___ Given data

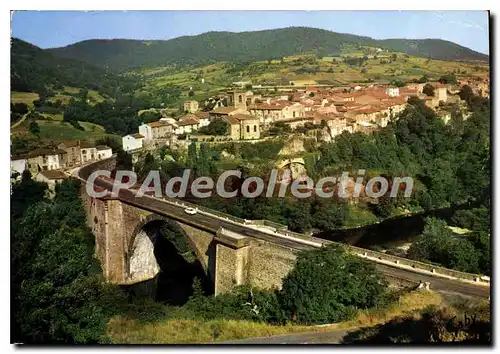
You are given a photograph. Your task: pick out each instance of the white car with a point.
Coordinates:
(190, 211)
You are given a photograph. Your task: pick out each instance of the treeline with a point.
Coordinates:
(214, 47)
(60, 297)
(57, 291)
(448, 162)
(119, 116)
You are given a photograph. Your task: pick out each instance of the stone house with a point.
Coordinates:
(103, 152)
(191, 106)
(73, 154)
(88, 152)
(43, 159)
(187, 124)
(224, 112)
(157, 130)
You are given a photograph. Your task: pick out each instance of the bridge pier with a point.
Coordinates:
(231, 261)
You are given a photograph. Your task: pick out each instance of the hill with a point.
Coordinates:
(211, 47)
(35, 70)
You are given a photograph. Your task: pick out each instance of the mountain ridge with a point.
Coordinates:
(214, 46)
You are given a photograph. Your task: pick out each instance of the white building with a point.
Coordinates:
(103, 152)
(51, 178)
(132, 142)
(42, 159)
(88, 153)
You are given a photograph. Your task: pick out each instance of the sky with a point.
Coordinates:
(48, 29)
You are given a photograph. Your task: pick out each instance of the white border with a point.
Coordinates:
(201, 5)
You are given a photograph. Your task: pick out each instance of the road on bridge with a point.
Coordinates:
(212, 223)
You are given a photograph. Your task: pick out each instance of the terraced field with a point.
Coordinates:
(380, 66)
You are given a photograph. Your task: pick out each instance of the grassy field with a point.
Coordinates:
(65, 95)
(23, 97)
(178, 330)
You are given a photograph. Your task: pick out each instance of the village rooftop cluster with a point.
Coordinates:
(251, 116)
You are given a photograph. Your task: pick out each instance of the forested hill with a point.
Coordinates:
(123, 54)
(34, 70)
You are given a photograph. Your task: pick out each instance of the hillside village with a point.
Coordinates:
(252, 116)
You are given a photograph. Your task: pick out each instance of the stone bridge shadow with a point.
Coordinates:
(160, 252)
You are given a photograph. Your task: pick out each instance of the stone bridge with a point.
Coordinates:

______

Written instruction. Rewrite all the entries above, changing every "Coordinates" to "Points" and leaving everything else as it is. Omit the pictures from your version.

Response.
You are given a photograph. Your task: pick out each instance of the white car with a point.
Points:
(190, 211)
You are given a photograph. Your task: pick out each instance of the treeline with a point.
Points:
(214, 47)
(60, 297)
(57, 291)
(448, 162)
(119, 116)
You are given a photograph. Your task: pick out each instance of the stone house with a point.
Points:
(103, 152)
(191, 106)
(73, 154)
(88, 152)
(43, 159)
(187, 124)
(224, 112)
(157, 130)
You are given a photograph. Your task: pick out each instance of the bridge pier with a point.
Points:
(231, 261)
You are given a photograph. Your task: pick out each instance of the hill with a point.
Points:
(211, 47)
(35, 70)
You are given a photograph. Your task: pick out each instance of the mountain ridge with a point.
Points:
(214, 46)
You are given a photograph. Your task: pick out each instance of the white building with a point.
Points:
(103, 152)
(51, 178)
(132, 142)
(42, 159)
(88, 153)
You are given a photograph. Your task: pick out each instance of the sky with a point.
Points:
(48, 29)
You are given a photograph. Your task: pick out each instance of the white border with a point.
Points:
(201, 5)
You are given a photograph. Your task: pick out each instance of the road on bridge with a point.
Points:
(212, 223)
You are given a photograph. Your task: pick out each instance of the terraced field with a point.
Points:
(380, 66)
You are given a photograph. Your task: pick out each instance of the grassy field with a point.
Points:
(65, 95)
(23, 97)
(178, 330)
You are given a photograph. Your task: pick out each instance of the village rooftop cluster with a point.
Points:
(251, 116)
You are given a photograph. Your task: pick out each instance of the forested hill with a point.
Points:
(123, 54)
(34, 70)
You are given a photograph. Your task: pick out each instance of the hillside village with a point.
Points:
(252, 116)
You are given a photograph. Your task: pick out each instance of the stone bridge shadow with a point.
Points:
(160, 252)
You are given a photograph. Your task: pick out each instance of the stone bridge with a point.
Points:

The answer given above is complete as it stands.